Text shown:
_ _ _ _

Absolutely. So let's take a little step back and look at the electromagnetic spectrum. So we look at short wavelengths of light like X-rays and gamma rays and ultraviolet. Those have really negative health consequences, but most of them are filtered from our ozone and our environment.

And then you look at far infrared light. But in the middle is kind of where we use lasers and light-based technology for positive effects. So you have visible and then you have the far infrared or near infrared range. And there's this great concept called the Arndt-Schultz law. And this is often used in homeopathy, but it applies to lasers. And it says at really high levels, you kill.

And at moderate levels, you damage. And at low levels, you actually stimulate biological functions. So often when we use laser and light-based technologies in our office, we're kind of in that moderate. We use lasers for very precise, controlled tissue damage to exactly the target we want, say a blood vessel or some pigment. And then the wound healing process causes new skin to be formed.

But we also use light-based technologies at really low levels, like with red light, which I think is really popular now. And that's in that stimulation of biological function. Okay. So this is really exciting. So is it the case... So you mentioned a couple of things. I think you mentioned pigment and blood vessels. So I'm assuming that perhaps somebody has something on their skin that they don't like. It's a blood vessel that's very obvious or a mole or some kind of pigmentation. Is it that you pick...

_ _ _ _

Exercise aim: Copy out the passage on light and lasers in full, word for word. The lines that come next have no connection to the light and lasers passage.

_ _ _ _

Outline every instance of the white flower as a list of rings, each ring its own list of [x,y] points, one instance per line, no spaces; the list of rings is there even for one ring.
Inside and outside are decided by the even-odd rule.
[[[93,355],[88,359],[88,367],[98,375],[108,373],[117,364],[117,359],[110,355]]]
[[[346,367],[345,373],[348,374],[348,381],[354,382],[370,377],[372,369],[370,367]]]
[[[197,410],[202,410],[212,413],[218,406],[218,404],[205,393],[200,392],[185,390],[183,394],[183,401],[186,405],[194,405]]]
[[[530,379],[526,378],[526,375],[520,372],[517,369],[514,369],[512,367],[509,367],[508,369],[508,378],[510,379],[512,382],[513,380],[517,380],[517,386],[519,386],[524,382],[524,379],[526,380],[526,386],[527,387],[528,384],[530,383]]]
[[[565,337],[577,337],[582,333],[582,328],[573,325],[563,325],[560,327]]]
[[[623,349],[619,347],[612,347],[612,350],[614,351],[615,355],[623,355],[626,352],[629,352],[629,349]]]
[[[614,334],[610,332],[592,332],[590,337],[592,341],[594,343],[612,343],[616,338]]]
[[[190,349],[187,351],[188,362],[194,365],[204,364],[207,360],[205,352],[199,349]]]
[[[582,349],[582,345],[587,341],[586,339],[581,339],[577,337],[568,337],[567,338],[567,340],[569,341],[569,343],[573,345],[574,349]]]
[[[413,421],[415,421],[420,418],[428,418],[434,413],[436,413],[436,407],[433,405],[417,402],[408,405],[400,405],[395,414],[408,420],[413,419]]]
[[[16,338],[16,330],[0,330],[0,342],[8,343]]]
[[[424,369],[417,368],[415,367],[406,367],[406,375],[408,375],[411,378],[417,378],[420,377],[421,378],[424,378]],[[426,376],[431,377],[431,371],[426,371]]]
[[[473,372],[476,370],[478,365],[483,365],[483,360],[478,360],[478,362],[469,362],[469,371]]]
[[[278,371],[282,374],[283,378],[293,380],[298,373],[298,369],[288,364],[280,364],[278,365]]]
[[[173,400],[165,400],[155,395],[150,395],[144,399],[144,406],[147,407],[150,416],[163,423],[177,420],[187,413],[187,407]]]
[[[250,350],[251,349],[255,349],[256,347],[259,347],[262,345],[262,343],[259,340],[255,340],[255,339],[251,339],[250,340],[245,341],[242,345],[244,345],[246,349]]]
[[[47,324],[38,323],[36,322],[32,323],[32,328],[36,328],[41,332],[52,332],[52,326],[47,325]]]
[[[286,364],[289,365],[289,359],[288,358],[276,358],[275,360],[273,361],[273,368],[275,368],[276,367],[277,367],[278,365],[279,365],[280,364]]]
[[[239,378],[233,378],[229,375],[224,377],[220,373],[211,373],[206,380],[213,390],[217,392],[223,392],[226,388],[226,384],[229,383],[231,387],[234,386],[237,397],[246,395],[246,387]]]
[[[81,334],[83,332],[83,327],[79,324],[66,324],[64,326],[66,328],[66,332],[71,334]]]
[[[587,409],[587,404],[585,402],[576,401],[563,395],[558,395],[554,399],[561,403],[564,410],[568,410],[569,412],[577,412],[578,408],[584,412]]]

_ _ _ _

Task response:
Absolutely. So let's take a little step back and look at the electromagnetic spectrum. So we look at short wavelengths of light like X-rays and gamma rays and ultraviolet. Those have really negative health consequences, but most of them are filtered from our ozone and our environment.

And then you look at far infrared light. But in the middle is kind of where we use lasers and light-based technology for positive effects. So you have visible and then you have the far infrared or near infrared range. And there's this great concept called the Arndt-Schultz law. And this is often used in homeopathy, but it applies to lasers. And it says at really high levels, you kill.

And at moderate levels, you damage. And at low levels, you actually stimulate biological functions. So often when we use laser and light-based technologies in our office, we're kind of in that moderate. We use lasers for very precise, controlled tissue damage to exactly the target we want, say a blood vessel or some pigment. And then the wound healing process causes new skin to be formed.

But we also use light-based technologies at really low levels, like with red light, which I think is really popular now. And that's in that stimulation of biological function. Okay. So this is really exciting. So is it the case... So you mentioned a couple of things. I think you mentioned pigment and blood vessels. So I'm assuming that perhaps somebody has something on their skin that they don't like. It's a blood vessel that's very obvious or a mole or some kind of pigmentation. Is it that you pick...